Point placement lines:
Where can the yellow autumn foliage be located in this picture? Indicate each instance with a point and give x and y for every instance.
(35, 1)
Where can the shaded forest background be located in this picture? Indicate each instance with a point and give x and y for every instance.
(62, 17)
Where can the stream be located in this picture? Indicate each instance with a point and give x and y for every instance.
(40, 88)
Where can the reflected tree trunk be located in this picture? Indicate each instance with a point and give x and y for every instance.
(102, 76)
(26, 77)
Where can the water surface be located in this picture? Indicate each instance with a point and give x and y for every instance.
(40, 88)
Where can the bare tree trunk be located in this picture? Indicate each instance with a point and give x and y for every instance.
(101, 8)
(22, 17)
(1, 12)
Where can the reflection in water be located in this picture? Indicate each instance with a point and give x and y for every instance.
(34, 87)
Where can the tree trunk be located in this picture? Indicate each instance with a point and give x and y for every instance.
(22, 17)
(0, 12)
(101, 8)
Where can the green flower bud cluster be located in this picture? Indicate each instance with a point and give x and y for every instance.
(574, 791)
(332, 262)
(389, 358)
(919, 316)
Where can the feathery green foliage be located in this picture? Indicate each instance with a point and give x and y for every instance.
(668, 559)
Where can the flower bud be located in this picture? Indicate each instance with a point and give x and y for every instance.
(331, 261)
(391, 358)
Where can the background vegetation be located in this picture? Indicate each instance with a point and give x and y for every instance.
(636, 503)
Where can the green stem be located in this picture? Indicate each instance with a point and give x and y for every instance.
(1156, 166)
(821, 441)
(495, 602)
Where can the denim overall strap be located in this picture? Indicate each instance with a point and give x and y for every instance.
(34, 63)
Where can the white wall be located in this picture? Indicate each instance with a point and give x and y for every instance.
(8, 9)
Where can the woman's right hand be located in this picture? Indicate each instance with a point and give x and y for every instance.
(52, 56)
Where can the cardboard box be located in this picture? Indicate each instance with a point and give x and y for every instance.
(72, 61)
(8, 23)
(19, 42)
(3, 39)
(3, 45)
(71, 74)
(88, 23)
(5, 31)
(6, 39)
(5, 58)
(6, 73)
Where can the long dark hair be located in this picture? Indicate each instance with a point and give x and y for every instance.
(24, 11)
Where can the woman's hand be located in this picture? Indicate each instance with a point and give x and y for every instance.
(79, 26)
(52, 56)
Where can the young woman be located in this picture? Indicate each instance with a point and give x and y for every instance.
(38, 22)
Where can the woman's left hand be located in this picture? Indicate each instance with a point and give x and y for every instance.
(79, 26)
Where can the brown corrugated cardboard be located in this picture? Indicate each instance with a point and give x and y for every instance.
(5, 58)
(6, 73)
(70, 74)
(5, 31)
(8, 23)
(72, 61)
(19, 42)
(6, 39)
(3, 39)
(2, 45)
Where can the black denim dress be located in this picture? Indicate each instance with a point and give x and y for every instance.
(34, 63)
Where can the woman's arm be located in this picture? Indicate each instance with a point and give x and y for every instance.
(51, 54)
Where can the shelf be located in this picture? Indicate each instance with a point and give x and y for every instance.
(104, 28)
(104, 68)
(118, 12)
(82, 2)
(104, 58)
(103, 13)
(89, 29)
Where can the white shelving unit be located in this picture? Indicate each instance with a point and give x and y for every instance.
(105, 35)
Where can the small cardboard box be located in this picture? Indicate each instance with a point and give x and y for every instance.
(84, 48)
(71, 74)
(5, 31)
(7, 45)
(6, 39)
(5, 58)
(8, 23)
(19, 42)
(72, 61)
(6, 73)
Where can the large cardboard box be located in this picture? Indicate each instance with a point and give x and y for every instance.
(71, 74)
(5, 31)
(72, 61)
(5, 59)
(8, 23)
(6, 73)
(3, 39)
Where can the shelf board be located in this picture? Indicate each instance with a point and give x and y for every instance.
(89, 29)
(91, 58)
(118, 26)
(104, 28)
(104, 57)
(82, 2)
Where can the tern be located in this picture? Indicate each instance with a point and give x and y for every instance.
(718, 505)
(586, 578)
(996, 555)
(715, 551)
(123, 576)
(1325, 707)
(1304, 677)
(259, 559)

[Task prompt]:
Print the lines from the one with "Where can the large" through the end of the lines, both included, without changing them.

[Response]:
Where can the large cardboard box be located in this picture? Indicate each instance with a point and give x and y for every instance.
(71, 74)
(5, 31)
(72, 61)
(5, 59)
(8, 23)
(6, 73)
(3, 39)
Where can the shelf board be located in this picture? Indicate each instance with a point and give x and y for every instance.
(89, 29)
(91, 58)
(118, 26)
(104, 28)
(104, 57)
(82, 2)
Where can the tern be located in this picture? Indicate each instance with a point and give x and y for every instance.
(718, 505)
(586, 578)
(996, 555)
(715, 551)
(123, 576)
(1325, 707)
(1304, 677)
(259, 559)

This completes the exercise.